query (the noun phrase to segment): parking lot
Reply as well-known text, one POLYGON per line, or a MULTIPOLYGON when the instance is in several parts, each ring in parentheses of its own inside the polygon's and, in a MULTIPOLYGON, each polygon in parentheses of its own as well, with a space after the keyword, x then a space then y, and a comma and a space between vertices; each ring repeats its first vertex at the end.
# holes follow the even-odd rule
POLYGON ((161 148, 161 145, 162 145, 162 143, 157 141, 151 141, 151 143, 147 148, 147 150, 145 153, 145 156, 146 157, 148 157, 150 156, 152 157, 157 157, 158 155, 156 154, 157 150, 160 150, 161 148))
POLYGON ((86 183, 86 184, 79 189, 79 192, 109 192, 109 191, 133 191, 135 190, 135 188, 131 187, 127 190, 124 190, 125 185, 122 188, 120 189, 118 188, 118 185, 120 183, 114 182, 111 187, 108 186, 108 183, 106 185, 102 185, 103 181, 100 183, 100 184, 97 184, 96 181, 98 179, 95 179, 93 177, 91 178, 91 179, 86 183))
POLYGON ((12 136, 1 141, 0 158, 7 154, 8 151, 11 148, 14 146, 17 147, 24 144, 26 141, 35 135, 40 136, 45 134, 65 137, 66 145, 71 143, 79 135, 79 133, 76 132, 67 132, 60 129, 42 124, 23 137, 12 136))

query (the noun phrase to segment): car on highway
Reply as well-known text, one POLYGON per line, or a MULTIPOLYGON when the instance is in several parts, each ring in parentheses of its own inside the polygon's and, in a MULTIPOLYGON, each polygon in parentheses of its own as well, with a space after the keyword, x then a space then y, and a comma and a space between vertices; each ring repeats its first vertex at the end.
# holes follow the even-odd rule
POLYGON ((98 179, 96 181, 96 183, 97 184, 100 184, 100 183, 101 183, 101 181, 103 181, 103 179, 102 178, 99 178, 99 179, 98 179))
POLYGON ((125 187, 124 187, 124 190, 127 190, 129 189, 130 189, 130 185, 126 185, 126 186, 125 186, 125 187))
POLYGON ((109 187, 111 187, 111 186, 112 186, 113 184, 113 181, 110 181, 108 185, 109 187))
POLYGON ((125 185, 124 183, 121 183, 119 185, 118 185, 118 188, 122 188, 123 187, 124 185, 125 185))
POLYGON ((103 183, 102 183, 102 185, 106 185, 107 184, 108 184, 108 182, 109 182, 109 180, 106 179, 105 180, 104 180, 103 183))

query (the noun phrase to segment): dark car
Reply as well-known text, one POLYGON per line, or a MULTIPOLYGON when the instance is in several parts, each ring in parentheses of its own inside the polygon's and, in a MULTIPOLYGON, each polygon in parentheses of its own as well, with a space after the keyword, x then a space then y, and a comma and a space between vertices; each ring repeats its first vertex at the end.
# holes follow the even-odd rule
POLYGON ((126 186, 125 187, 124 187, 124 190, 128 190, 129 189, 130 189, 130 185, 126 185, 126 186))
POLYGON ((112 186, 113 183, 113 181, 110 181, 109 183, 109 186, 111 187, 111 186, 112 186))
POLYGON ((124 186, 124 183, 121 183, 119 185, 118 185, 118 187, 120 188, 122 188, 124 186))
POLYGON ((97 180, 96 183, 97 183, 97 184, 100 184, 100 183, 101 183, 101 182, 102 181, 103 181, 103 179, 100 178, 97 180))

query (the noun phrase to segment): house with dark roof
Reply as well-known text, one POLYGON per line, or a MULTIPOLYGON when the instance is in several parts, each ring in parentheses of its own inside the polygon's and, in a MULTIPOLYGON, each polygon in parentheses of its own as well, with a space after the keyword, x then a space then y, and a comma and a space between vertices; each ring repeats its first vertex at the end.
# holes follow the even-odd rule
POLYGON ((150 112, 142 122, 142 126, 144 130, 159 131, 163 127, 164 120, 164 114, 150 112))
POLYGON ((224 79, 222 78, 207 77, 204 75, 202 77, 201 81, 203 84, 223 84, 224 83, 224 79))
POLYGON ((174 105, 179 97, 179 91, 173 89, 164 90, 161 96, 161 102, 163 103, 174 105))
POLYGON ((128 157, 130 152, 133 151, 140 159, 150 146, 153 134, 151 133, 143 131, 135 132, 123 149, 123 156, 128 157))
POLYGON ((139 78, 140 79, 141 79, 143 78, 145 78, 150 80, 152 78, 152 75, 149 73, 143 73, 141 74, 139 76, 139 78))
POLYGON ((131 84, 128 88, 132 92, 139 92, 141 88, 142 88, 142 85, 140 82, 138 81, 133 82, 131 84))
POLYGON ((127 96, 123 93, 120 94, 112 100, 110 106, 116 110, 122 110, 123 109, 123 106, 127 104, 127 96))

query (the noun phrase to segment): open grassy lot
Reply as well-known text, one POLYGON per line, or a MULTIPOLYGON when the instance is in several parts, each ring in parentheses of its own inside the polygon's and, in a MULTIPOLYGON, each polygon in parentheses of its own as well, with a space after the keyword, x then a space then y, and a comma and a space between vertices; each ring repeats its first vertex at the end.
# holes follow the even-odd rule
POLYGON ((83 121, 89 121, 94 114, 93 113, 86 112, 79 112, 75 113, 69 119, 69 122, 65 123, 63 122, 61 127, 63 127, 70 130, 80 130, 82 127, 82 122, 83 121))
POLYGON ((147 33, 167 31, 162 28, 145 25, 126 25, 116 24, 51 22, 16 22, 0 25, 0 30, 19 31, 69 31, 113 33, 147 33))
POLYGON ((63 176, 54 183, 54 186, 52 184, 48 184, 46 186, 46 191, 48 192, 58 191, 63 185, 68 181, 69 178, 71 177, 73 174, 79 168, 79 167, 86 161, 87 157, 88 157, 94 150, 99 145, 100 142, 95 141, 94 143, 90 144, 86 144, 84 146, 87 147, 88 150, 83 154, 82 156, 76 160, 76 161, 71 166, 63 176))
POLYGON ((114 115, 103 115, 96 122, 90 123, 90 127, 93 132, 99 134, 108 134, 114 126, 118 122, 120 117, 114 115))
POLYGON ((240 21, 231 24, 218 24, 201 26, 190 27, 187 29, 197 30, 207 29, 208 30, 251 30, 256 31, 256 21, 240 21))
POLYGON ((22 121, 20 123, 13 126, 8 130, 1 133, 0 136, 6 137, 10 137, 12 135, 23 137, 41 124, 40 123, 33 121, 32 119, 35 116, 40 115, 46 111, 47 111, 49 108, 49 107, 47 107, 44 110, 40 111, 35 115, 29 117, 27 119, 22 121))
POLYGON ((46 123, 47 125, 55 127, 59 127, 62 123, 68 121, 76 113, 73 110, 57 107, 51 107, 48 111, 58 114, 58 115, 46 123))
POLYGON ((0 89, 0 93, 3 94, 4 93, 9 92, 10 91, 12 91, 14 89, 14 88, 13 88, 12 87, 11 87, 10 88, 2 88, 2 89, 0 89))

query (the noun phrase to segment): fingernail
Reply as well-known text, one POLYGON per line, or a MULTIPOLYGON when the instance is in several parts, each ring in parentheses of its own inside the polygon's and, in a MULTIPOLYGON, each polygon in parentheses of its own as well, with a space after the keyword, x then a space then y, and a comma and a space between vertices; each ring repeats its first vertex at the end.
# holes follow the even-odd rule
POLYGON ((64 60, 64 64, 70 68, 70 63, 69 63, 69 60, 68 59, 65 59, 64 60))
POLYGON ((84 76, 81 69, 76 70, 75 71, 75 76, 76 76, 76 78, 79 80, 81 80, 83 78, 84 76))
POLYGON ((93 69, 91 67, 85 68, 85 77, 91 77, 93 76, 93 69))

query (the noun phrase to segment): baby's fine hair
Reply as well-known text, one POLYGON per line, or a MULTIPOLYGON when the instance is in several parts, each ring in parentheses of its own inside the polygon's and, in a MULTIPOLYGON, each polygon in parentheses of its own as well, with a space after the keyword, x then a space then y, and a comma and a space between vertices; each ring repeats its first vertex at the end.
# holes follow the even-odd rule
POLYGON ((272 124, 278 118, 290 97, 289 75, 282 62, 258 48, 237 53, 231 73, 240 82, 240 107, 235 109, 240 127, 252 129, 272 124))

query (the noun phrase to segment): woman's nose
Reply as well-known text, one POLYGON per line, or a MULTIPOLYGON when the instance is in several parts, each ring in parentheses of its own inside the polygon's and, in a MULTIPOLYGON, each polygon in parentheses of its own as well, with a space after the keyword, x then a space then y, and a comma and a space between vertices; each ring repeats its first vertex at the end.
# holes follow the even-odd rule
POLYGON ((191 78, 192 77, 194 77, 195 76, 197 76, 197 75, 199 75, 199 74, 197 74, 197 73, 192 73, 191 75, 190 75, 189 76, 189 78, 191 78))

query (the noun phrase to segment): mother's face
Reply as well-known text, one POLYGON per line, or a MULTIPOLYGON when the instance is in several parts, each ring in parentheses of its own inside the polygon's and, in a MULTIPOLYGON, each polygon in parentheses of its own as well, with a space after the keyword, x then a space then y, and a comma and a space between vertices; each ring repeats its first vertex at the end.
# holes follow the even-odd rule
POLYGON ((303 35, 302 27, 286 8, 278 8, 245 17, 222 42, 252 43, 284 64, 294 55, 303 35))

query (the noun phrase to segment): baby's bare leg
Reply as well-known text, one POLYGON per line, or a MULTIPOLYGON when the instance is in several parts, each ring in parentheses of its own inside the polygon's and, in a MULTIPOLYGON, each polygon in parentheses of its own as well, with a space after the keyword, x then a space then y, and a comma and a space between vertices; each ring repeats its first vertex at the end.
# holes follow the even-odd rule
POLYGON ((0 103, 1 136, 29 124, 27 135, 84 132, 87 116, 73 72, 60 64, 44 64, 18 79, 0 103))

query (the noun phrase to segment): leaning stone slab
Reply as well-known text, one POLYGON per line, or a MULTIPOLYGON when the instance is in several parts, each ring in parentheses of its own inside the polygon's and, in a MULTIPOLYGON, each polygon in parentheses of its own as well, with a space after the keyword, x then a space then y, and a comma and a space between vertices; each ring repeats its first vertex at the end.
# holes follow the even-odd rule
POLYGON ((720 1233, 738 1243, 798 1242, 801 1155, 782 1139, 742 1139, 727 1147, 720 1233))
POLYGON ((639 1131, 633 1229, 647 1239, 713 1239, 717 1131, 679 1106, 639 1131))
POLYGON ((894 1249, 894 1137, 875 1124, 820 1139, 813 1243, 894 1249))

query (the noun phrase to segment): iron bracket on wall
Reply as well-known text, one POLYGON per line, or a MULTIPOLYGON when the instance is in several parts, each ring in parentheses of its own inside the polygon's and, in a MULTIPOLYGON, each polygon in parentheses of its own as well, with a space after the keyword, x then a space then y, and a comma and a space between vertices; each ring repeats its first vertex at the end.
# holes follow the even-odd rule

+++

■ SET EXERCISE ■
Copy the listing from the line containing "query (the noun phrase to segment): woman's" through the line containing "POLYGON ((0 103, 1", replacing "baby's" with "infant's" and leaving everything else unchanged.

■ CORRECT ANSWER ■
query (the noun phrase to segment): woman's nose
Reply as well-known text, one POLYGON per line, or a MULTIPOLYGON when the instance is in several parts, each ring in parentheses of its own inside the polygon's and, in a MULTIPOLYGON, each polygon in parentheses of its own as well, with a space after the keyword, x then a space then y, and a comma and a space between vertices; each ring repeats its first vertex at the end.
# holes follow the even-odd rule
POLYGON ((191 78, 192 77, 194 77, 195 76, 197 76, 197 75, 199 75, 199 74, 197 74, 197 73, 192 73, 191 75, 190 75, 189 76, 189 78, 191 78))

query (the noun phrase to segment): mother's face
Reply as well-known text, one POLYGON per line, or a MULTIPOLYGON when the instance is in several parts, each ring in parentheses of its own inside the polygon's and, in a MULTIPOLYGON, each polygon in parentheses of its own as well, with a space after the keyword, x then a space then y, and a comma and a space between vertices; each ring repeats its first vertex at the end.
# holes follow the even-odd rule
POLYGON ((303 35, 302 27, 286 8, 278 8, 245 17, 222 42, 252 43, 284 64, 294 55, 303 35))

query (the noun phrase to segment): infant's bare leg
Reply as well-known text, one POLYGON per line, or a MULTIPOLYGON when the instance is in several parts, each ring in parentheses of its own inside the polygon's and, in a MULTIPOLYGON, each polygon in parentheses of its own as well, with a space after the keyword, x then a space then y, and a comma and a space between vertices; each ring repeats its first vertex at the end.
# holes follow the even-odd rule
POLYGON ((0 103, 1 136, 29 124, 27 135, 84 132, 87 116, 73 72, 60 64, 44 64, 18 79, 0 103))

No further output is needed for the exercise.